Textabschnitt
#####
Heike Dieball, Max Karl-Heinz Lehmann et al.: Basiswissen Aufsichtspflicht
Rezensiert von Prof. Dr. Andrea Warnke, 03.02.2021
![Werk bestellen Cover Heike Dieball, Max Karl-Heinz Lehmann et al.: Basiswissen Aufsichtspflicht ISBN 978-3-945081-26-6](/images/rezensionen/cover/27368.jpg)
Heike Dieball, Max Karl-Heinz Lehmann, Ulrike Stücker: Basiswissen Aufsichtspflicht. Haftung und Garantenstellung in der Kinder- und Jugendhilfe : Umgang mit digitalen Medien.
SchöneworthVerlag
(Hannover) 2019.
240 Seiten.
ISBN 978-3-945081-26-6.
21,00 EUR.
Reihe: Theorie und Praxis der Jugendhilfe - 25 (Jahrgang 2019).
Thema
Der Evangelische Erziehungsverband (EREV) hat dieses Buch herausgebracht, das mit der Aussage „Pädagogik hat Vorfahrt“ gut zusammengefasst werden kann. Für die Aufsichtspflicht und Haftung gibt es Gesetze und Regeln. Diese gilt es jedoch sinnvoll auszulegen und anzuwenden, stets mit Bezug auf die Einzelsituation. Das Buch vermittelt juristische Regeln und damit Basiswissen zur Aufsichtspflicht in der Kinder- und Jugendhilfe mit Fokus auf die Arbeit pädagogischer Fachkräfte.
#####
Datensätze aus einer Sammlung von Punktannotationen:
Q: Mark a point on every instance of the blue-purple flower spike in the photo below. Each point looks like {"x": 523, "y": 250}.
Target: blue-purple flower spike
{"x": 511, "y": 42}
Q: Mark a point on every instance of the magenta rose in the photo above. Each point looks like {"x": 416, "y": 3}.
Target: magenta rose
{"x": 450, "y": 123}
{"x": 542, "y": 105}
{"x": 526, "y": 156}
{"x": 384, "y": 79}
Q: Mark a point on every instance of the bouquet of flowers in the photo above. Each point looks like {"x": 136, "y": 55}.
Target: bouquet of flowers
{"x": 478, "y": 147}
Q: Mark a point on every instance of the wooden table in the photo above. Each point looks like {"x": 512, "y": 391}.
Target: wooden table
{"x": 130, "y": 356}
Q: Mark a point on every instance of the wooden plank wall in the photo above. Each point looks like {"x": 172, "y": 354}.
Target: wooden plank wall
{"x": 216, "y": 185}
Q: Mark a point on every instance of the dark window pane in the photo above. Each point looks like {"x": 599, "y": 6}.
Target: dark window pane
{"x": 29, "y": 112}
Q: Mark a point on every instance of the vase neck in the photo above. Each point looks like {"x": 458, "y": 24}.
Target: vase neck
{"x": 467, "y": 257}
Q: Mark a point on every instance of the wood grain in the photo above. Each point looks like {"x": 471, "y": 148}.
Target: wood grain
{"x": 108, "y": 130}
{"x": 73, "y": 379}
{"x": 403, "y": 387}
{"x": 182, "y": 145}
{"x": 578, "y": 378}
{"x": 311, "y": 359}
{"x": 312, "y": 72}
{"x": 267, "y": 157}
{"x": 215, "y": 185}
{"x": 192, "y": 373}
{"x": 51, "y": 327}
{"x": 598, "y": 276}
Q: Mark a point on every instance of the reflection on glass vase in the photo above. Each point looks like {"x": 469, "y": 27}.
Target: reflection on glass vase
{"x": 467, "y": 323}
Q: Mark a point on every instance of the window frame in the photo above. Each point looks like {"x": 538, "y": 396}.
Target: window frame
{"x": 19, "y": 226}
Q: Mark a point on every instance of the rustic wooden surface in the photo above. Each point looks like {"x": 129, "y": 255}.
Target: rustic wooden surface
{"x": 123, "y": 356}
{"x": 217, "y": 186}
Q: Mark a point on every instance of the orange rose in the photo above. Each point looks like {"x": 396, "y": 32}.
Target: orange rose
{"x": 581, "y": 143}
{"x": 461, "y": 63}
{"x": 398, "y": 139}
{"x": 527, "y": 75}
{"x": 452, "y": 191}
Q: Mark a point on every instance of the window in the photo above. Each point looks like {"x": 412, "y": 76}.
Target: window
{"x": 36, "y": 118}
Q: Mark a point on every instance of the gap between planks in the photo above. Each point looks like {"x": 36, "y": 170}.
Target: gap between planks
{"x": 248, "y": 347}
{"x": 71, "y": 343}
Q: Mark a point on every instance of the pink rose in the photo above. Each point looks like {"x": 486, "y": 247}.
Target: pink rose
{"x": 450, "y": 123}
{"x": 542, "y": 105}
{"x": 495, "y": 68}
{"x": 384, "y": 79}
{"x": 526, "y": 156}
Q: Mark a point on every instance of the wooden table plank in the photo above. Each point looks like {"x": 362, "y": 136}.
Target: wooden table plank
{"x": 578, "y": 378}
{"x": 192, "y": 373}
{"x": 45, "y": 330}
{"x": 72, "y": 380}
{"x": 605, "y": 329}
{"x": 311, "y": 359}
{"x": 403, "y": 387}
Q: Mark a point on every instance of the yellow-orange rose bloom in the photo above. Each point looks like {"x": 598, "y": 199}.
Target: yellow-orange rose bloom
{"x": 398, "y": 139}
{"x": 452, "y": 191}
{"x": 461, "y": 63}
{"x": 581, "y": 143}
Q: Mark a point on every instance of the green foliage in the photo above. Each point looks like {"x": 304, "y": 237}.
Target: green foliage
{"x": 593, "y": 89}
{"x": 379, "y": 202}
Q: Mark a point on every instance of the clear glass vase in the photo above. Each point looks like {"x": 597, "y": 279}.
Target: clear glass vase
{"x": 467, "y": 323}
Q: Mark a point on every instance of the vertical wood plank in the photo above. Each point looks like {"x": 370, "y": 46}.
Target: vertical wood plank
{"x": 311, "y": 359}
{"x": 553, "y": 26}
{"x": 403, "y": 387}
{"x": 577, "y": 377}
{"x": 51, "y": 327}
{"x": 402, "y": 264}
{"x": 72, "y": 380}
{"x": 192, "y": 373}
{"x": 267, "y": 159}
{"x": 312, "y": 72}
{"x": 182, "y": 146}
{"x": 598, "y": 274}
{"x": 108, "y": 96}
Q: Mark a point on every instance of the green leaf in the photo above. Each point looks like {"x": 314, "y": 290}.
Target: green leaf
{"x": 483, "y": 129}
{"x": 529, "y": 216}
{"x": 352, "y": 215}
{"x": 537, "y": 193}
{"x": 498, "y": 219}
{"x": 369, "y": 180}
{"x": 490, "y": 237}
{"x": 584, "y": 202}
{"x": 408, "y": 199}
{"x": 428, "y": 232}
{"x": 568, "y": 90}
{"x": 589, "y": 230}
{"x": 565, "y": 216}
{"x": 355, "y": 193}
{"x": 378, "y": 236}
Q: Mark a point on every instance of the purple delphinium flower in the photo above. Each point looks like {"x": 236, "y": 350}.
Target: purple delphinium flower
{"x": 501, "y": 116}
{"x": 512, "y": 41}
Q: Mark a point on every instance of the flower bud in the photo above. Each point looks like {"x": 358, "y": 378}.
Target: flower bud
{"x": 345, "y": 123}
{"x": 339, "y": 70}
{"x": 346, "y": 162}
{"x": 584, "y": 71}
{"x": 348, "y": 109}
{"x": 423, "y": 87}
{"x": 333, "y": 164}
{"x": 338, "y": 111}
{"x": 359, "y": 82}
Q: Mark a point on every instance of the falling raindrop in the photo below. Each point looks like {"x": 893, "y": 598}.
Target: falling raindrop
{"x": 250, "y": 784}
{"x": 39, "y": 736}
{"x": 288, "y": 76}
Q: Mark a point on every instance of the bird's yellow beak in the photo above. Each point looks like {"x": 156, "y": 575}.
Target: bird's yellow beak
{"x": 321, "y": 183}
#####
Übungsaufgaben
(A) Schreibe die Datensätze neu und ersetze dabei „raindrop“ durch „water drop“, ohne sonst etwas zu ändern. Beginne bei der Zeile mit „Q: Mark a point on every instance of the clear“ und höre nach dem letzten Datensatz auf.
(B) Führe die Rezension zum Buch über die Aufsichtspflicht im Anschluss an ihren letzten Satz weiter.

Lösungen der Aufgaben
(A)
Q: Mark a point on every instance of the clear glass vase in the photo above. Each point looks like {"x": 597, "y": 279}.
Target: clear glass vase
{"x": 467, "y": 323}
Q: Mark a point on every instance of the vertical wood plank in the photo above. Each point looks like {"x": 370, "y": 46}.
Target: vertical wood plank
{"x": 311, "y": 359}
{"x": 553, "y": 26}
{"x": 403, "y": 387}
{"x": 577, "y": 377}
{"x": 51, "y": 327}
{"x": 402, "y": 264}
{"x": 72, "y": 380}
{"x": 192, "y": 373}
{"x": 267, "y": 159}
{"x": 312, "y": 72}
{"x": 182, "y": 146}
{"x": 598, "y": 274}
{"x": 108, "y": 96}
Q: Mark a point on every instance of the green leaf in the photo above. Each point looks like {"x": 314, "y": 290}.
Target: green leaf
{"x": 483, "y": 129}
{"x": 529, "y": 216}
{"x": 352, "y": 215}
{"x": 537, "y": 193}
{"x": 498, "y": 219}
{"x": 369, "y": 180}
{"x": 490, "y": 237}
{"x": 584, "y": 202}
{"x": 408, "y": 199}
{"x": 428, "y": 232}
{"x": 568, "y": 90}
{"x": 589, "y": 230}
{"x": 565, "y": 216}
{"x": 355, "y": 193}
{"x": 378, "y": 236}
Q: Mark a point on every instance of the purple delphinium flower in the photo above. Each point looks like {"x": 236, "y": 350}.
Target: purple delphinium flower
{"x": 501, "y": 116}
{"x": 512, "y": 41}
Q: Mark a point on every instance of the flower bud in the photo above. Each point looks like {"x": 358, "y": 378}.
Target: flower bud
{"x": 345, "y": 123}
{"x": 339, "y": 70}
{"x": 346, "y": 162}
{"x": 584, "y": 71}
{"x": 348, "y": 109}
{"x": 423, "y": 87}
{"x": 333, "y": 164}
{"x": 338, "y": 111}
{"x": 359, "y": 82}
Q: Mark a point on every instance of the falling water drop in the photo below. Each point looks like {"x": 893, "y": 598}.
Target: falling water drop
{"x": 250, "y": 784}
{"x": 39, "y": 736}
{"x": 288, "y": 76}
Q: Mark a point on every instance of the bird's yellow beak in the photo above. Each point looks like {"x": 156, "y": 575}.
Target: bird's yellow beak
{"x": 321, "y": 183}

(B)
Autorinnen und Autoren
Alle drei Autor*innen sind Jurist*innen. Heike Dieball lehrt und forscht als Professorin an der Hochschule Hannover mit Schwerpunkt Zivil- und Arbeitsrecht. Prof. M. Karl-Heinz Lehmann war jahrzehntelang Hochschullehrer und Strafverteidiger. Er ist Referent für Fortbildungsveranstaltungen; Schwerpunkte u.a. Aufsichtspflicht, Haftung und Garantenstellung. Dr.in Ulrike Stücker ist Lehrbeauftragte an der Hochschule Hannover und Referentin für Fortbildungsveranstaltungen rechtlicher Themen für die Soziale Arbeit.
Entstehungshintergrund
Das Buch ist das 25. Band in der Reihe „Theorie und Praxis der Jugendhilfe“ des EREV. Bereits 2009 erschien die erste Veröffentlichung zum Thema Aufsichtspflicht und Haftung. Dies ist das dritte Band, das sich mit diesem Thema beschäftigt.
Aufbau
Das Buch gliedert sich in die sechs Bereiche
- Zivilrechtliche Grundlagen der Aufsichtspflicht und Haftung
- Digitale Aspekte
- Strafrechtliche Aspekte
- Checklisten zur Führung der Aufsichtspflicht
- Aufsichtspflicht, Haftung und Garantenstellung in der Rechtsprechung
- Jugendschutz durch den Staat
Knapp die Hälfte des rund 220-seitigen Buches nimmt dabei der erste Abschnitt „Zivilrechtliche Grundlagen der Aufsichtspflicht und Haftung“ ein, der sich in sechs Kapitel gliedert (u.a. Inhalt und Umfang der Aufsichtspflicht; Haftung im Beschäftigungsverhältnis, Schutz durch Versicherung).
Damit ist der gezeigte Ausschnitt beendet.